> **Passage**
On 23rd February 2002 District Judge Madge allocated the action to the multi-track and joined Settle Up as second defendants.

7.

On 19th July 2002 the claimants made an application to amend their particulars of claim and to join a number of new parties to the proceedings. By the proposed amendment they also sought a declaration that RB’s peaceable re-entry was ineffective to forfeit the lease, as an alternative to their claim for relief from forfeiture. Their application notice contained an application for a “declaration that the proposed grant of a lease to the Second Defendant was ineffective or alternatively a declaration that the lease has not been forfeited, or that relief from forfeiture be granted.” It did not, however, comply with paragraph 2((2) of the Practice Direction to Part 24, although an accompanying witness statement indicated that it was intended to be an application for summary judgment. At all events RA did not recognise it as such, and did not file any evidence in response to it.

8.

On 24th March 2003 RA applied for an order striking out the claim, alternatively for summary judgment, on the grounds that the claimants’ claim – and their proposed amended claim - were misconceived. Their case was based on the contention that they had assigned the right to rent to RB who in turn were entitled to forfeit the lease pursuant to section 141(2) of the Law of Property Act 1925. They also contended that delay should prevent the claimants from obtaining relief from forfeiture. Alternatively they sought to strike out the claim on procedural grounds, but they did not pursue that part of their application before the judge.

9.

On 7th April 2003 District Judge Price directed that both sides’ applications should be listed for hearing before a circuit judge, together with another application which need not concern us. Although he directed a timetable for the service of the claimants’ evidence in response to RA’s application, he made no such direction in relation the claimants’ application. It was by this route that the two applications came to be decided by Judge Mayer, sitting for the purpose in the Barnet County Court.

10.

> **Source excerpt**

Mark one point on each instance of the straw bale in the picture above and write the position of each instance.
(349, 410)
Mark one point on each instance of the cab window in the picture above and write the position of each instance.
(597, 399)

> **Tasks**
A. Return the court judgment word for word, from "On 19th July" up to and including "response to it.".
B. Write the next part of the court judgment, picking up after its final line.
The material has no connection to the court judgment.

> **Final answers**
A.
On 19th July 2002 the claimants made an application to amend their particulars of claim and to join a number of new parties to the proceedings. By the proposed amendment they also sought a declaration that RB’s peaceable re-entry was ineffective to forfeit the lease, as an alternative to their claim for relief from forfeiture. Their application notice contained an application for a “declaration that the proposed grant of a lease to the Second Defendant was ineffective or alternatively a declaration that the lease has not been forfeited, or that relief from forfeiture be granted.” It did not, however, comply with paragraph 2((2) of the Practice Direction to Part 24, although an accompanying witness statement indicated that it was intended to be an application for summary judgment. At all events RA did not recognise it as such, and did not file any evidence in response to it.

B.
The first day of the hearing, in which the claimants and RA were both represented by leading counsel, was on 28th May 2003. The skeleton argument filed by RA’s leading counsel before the hearing betrayed no awareness that the claimants were seeking summary judgment on the prayer to their Amended Particulars of Claim at the same time as they were seeking permission to amend. The claimants’ wishes in this regard seem to have been clarified at the hearing on 28th May, and in the interval between 28th May and 2nd July, when the hearing resumed, the claimants filed and served a second skeleton argument to which RA responded. This supplementary skeleton argument, which was said to be submitted on behalf of both RA and RB (even though RB was not a party to the action), contained in paragraph 2 the following statement:

“The First Defendant has been able to serve additional evidence. That evidence is also attached to this skeleton. Subject to that evidence being admitted, the First Defendant and [RB] will not object to the above question being finally determined as between all relevant parties.”

11.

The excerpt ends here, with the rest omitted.